● What is required:
Retype the entries below exactly, but begin at the line containing "One point marks each instance of the blue stripe" and end at the last line.

*** Begin section ***

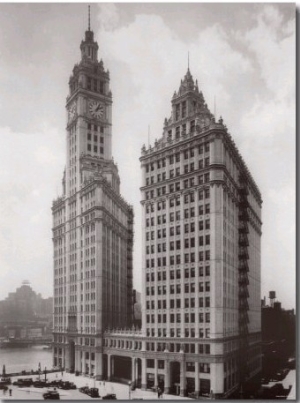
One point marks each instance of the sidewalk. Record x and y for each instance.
(120, 390)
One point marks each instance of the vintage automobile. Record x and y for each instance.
(5, 380)
(93, 392)
(109, 396)
(23, 382)
(40, 384)
(67, 385)
(84, 389)
(51, 395)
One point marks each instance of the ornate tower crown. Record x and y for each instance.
(89, 48)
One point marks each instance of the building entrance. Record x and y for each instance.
(175, 378)
(121, 369)
(71, 356)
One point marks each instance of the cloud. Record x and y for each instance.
(252, 74)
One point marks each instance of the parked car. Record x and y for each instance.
(67, 385)
(51, 395)
(40, 384)
(93, 392)
(56, 383)
(21, 382)
(84, 389)
(5, 380)
(110, 396)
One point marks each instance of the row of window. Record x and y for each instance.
(188, 243)
(95, 148)
(188, 258)
(95, 85)
(176, 288)
(176, 158)
(176, 216)
(188, 273)
(188, 332)
(161, 233)
(174, 187)
(172, 347)
(175, 201)
(175, 173)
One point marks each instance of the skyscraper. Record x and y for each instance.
(201, 324)
(92, 224)
(201, 249)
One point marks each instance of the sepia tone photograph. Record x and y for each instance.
(147, 179)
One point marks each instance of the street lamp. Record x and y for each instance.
(129, 391)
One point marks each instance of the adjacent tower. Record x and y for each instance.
(201, 253)
(92, 224)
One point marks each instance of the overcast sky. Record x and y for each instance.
(242, 54)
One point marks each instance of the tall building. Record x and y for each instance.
(92, 224)
(201, 316)
(201, 250)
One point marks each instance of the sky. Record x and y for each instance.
(243, 56)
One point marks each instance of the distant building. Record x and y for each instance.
(137, 310)
(25, 314)
(201, 240)
(92, 225)
(278, 336)
(25, 305)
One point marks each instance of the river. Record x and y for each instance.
(19, 359)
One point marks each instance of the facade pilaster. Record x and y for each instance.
(99, 366)
(108, 367)
(167, 376)
(144, 384)
(182, 379)
(197, 382)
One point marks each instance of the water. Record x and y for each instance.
(19, 359)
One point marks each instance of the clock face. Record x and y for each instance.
(96, 109)
(72, 111)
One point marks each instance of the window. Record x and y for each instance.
(192, 126)
(183, 109)
(177, 111)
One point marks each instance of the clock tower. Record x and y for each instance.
(92, 225)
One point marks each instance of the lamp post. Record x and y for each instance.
(129, 391)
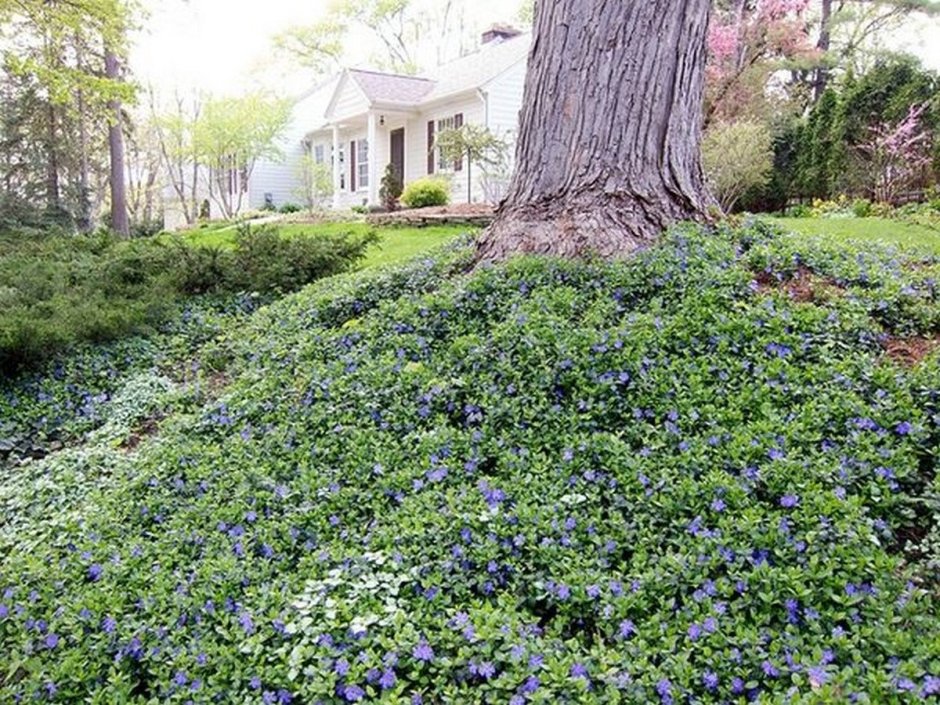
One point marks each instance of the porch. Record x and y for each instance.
(358, 149)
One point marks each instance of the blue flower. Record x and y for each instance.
(710, 680)
(486, 670)
(353, 693)
(423, 652)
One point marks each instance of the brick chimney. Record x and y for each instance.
(500, 33)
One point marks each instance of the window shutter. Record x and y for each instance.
(352, 166)
(458, 123)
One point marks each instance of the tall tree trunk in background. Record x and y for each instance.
(84, 198)
(119, 221)
(821, 78)
(53, 192)
(609, 143)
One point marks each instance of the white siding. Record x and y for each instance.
(503, 106)
(350, 101)
(504, 101)
(416, 145)
(283, 179)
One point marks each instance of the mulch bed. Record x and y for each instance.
(804, 286)
(910, 351)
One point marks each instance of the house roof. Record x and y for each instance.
(468, 73)
(388, 87)
(479, 68)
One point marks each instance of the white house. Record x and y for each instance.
(374, 119)
(371, 119)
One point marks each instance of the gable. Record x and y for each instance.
(348, 100)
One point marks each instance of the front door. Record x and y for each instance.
(397, 152)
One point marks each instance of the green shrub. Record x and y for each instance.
(426, 192)
(58, 291)
(265, 262)
(651, 481)
(391, 189)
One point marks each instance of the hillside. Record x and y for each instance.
(707, 474)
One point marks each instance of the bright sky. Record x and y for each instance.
(223, 46)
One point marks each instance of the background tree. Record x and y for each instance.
(229, 137)
(737, 157)
(896, 155)
(59, 48)
(477, 144)
(175, 133)
(609, 143)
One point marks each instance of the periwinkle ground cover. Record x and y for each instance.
(654, 481)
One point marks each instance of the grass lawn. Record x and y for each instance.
(880, 230)
(397, 244)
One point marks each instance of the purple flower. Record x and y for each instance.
(664, 689)
(388, 679)
(353, 693)
(627, 628)
(710, 680)
(931, 685)
(817, 676)
(108, 625)
(423, 652)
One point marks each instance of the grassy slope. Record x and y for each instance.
(877, 230)
(652, 478)
(397, 244)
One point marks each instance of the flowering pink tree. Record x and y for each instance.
(896, 155)
(750, 41)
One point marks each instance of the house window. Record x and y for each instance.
(362, 163)
(342, 166)
(448, 123)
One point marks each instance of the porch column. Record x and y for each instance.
(373, 161)
(337, 170)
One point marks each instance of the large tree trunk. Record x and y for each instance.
(609, 143)
(119, 220)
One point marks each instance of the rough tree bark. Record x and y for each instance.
(609, 143)
(119, 220)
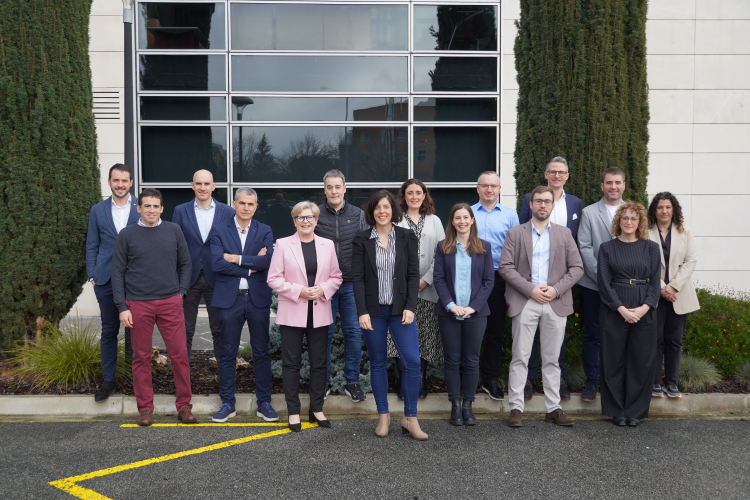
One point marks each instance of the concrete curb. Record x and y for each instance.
(690, 405)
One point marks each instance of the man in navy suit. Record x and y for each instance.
(241, 250)
(567, 212)
(106, 220)
(196, 218)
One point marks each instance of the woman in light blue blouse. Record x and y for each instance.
(463, 276)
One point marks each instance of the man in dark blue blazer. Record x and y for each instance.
(241, 250)
(567, 212)
(106, 220)
(196, 218)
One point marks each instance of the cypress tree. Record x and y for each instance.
(583, 93)
(49, 177)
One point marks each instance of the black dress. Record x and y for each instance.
(627, 350)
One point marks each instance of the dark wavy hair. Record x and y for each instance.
(677, 218)
(427, 207)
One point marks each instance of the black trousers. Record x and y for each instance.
(669, 330)
(190, 309)
(493, 334)
(291, 359)
(628, 353)
(462, 341)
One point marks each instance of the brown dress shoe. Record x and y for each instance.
(185, 416)
(144, 419)
(515, 418)
(558, 417)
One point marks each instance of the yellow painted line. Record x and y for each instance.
(69, 485)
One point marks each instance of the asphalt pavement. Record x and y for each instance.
(594, 459)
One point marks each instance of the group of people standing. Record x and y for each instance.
(415, 290)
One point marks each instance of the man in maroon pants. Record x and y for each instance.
(148, 289)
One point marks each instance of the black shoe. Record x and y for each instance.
(456, 417)
(564, 391)
(354, 391)
(467, 414)
(104, 391)
(491, 388)
(589, 393)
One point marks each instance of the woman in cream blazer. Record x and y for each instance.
(678, 297)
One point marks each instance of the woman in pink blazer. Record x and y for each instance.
(305, 273)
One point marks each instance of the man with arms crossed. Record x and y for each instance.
(106, 220)
(566, 212)
(241, 250)
(540, 264)
(493, 222)
(196, 218)
(596, 222)
(147, 290)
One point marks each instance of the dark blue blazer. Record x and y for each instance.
(200, 251)
(100, 239)
(572, 203)
(482, 280)
(225, 239)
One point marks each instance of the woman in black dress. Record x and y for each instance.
(628, 274)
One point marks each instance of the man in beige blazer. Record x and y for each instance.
(540, 264)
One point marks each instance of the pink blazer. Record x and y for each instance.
(287, 275)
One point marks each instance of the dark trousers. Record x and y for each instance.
(669, 329)
(493, 334)
(462, 340)
(110, 330)
(190, 308)
(628, 355)
(291, 359)
(591, 307)
(232, 320)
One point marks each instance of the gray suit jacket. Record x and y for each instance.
(593, 231)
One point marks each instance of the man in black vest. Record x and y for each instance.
(339, 222)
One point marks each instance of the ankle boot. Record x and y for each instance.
(456, 417)
(467, 414)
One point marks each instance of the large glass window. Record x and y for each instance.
(278, 26)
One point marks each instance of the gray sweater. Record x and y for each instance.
(145, 264)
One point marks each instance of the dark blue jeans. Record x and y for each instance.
(232, 320)
(343, 301)
(407, 344)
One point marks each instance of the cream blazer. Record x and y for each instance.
(682, 259)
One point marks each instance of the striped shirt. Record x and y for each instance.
(385, 259)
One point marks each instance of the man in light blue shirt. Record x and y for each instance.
(493, 221)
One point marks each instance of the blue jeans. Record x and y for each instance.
(343, 301)
(407, 344)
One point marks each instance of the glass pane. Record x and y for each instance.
(454, 154)
(181, 26)
(189, 73)
(455, 27)
(320, 108)
(304, 154)
(183, 108)
(319, 74)
(319, 27)
(475, 74)
(446, 109)
(173, 154)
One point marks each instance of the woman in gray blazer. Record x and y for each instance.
(419, 215)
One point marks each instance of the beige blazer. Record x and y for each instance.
(565, 268)
(682, 259)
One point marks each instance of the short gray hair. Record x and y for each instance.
(558, 159)
(334, 173)
(246, 192)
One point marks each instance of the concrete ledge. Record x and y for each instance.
(690, 405)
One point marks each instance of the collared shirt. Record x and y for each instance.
(205, 217)
(385, 259)
(120, 215)
(493, 226)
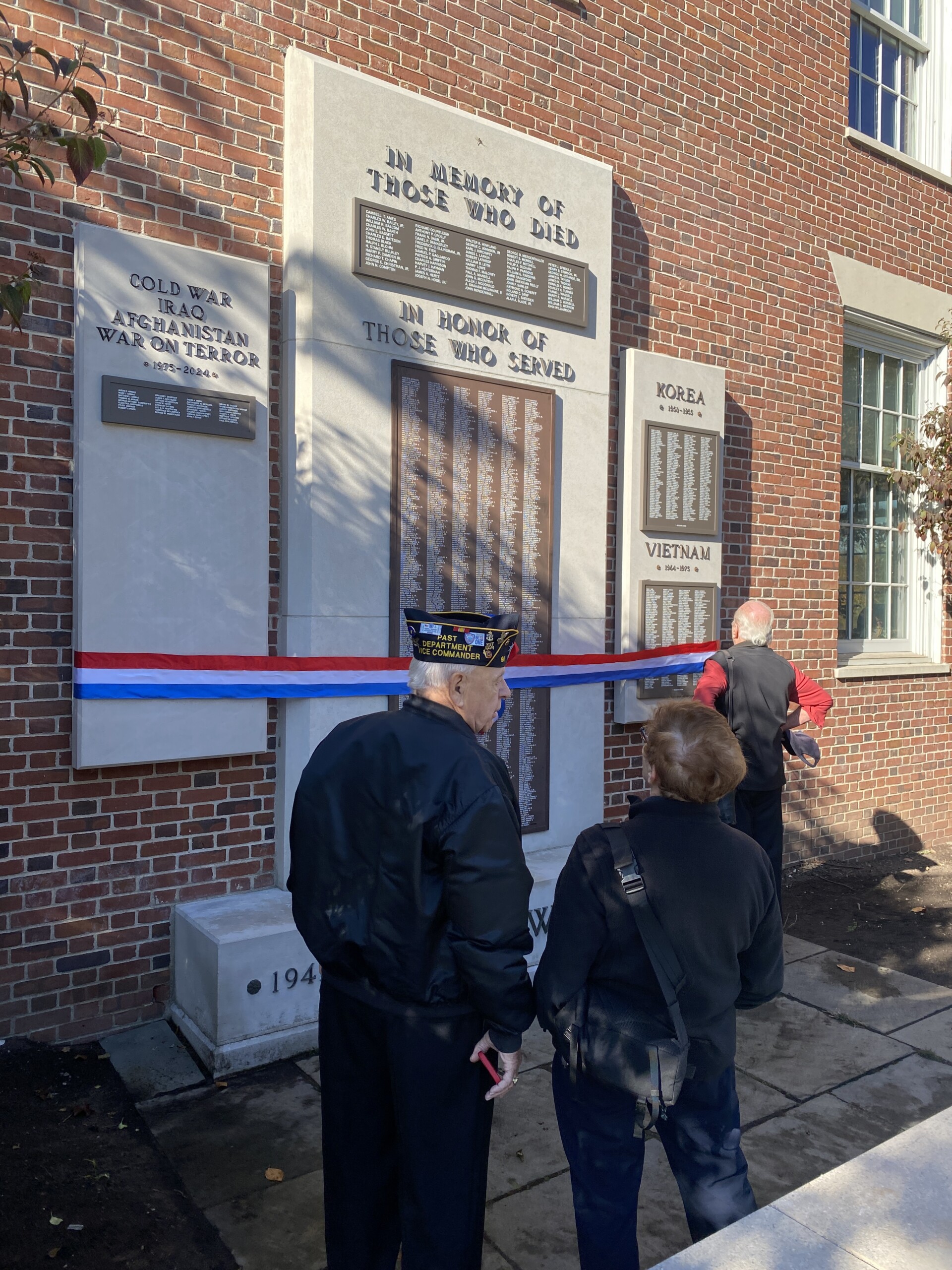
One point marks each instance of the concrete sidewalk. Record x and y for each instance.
(848, 1057)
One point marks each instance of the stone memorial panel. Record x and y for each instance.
(669, 517)
(412, 252)
(171, 540)
(673, 614)
(472, 529)
(682, 480)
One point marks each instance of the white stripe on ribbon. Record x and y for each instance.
(179, 683)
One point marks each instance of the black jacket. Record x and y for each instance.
(757, 705)
(713, 890)
(408, 879)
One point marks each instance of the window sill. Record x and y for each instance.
(870, 666)
(860, 139)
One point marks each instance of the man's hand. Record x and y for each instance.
(511, 1066)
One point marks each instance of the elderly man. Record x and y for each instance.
(411, 888)
(756, 688)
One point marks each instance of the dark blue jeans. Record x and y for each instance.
(606, 1157)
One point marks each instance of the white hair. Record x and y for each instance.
(754, 623)
(434, 675)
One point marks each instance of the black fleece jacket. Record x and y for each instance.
(408, 879)
(713, 890)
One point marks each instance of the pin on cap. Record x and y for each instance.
(477, 639)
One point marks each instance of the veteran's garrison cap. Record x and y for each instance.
(479, 639)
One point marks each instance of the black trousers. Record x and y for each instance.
(760, 815)
(701, 1137)
(405, 1132)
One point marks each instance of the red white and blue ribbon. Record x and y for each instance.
(136, 676)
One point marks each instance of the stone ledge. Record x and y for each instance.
(890, 668)
(888, 1208)
(864, 143)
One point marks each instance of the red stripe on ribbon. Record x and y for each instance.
(214, 662)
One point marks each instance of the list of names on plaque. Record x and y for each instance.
(473, 530)
(459, 263)
(682, 480)
(676, 614)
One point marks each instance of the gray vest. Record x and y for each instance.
(756, 704)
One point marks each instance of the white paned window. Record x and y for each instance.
(900, 88)
(887, 577)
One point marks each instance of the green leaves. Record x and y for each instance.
(79, 155)
(927, 473)
(71, 120)
(24, 134)
(14, 299)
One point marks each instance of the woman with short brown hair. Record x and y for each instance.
(711, 889)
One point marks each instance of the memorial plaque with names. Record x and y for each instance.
(472, 529)
(682, 480)
(391, 246)
(160, 405)
(676, 614)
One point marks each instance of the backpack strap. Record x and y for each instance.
(663, 958)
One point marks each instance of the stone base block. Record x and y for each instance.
(245, 987)
(252, 1052)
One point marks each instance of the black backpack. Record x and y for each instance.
(608, 1038)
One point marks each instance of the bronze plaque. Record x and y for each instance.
(676, 614)
(472, 529)
(180, 409)
(391, 246)
(682, 480)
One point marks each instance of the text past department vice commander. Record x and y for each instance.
(411, 888)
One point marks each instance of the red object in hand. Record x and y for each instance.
(490, 1069)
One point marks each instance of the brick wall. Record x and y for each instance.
(725, 130)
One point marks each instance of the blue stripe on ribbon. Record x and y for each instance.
(216, 691)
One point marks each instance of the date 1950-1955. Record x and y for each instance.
(291, 978)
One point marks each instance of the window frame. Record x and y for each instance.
(932, 141)
(923, 574)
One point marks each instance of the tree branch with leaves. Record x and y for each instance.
(926, 472)
(45, 107)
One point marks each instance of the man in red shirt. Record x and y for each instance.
(756, 689)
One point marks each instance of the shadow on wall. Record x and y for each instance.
(808, 837)
(738, 512)
(631, 328)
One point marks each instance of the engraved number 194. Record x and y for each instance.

*** End section ***

● Response for this exercise:
One point marks each instance of the blue stripe on ribbon. Record x and y for each instance.
(216, 691)
One point marks each instance of the date 1950-1955. Record x and y for each instance.
(291, 978)
One point marks each instance of the window frame. Record x and y for each instance.
(932, 141)
(923, 574)
One point marks each instance of the tree branch with leaves. Record x and y for each instance.
(926, 472)
(45, 107)
One point marks each instance of the man in red shirt. Record x and y for each instance.
(756, 689)
One point marks each instance of the shadow on wall. Record x and y for each instance.
(808, 837)
(738, 512)
(631, 328)
One point marks each instance of the engraved number 194. Record x and y for each instance.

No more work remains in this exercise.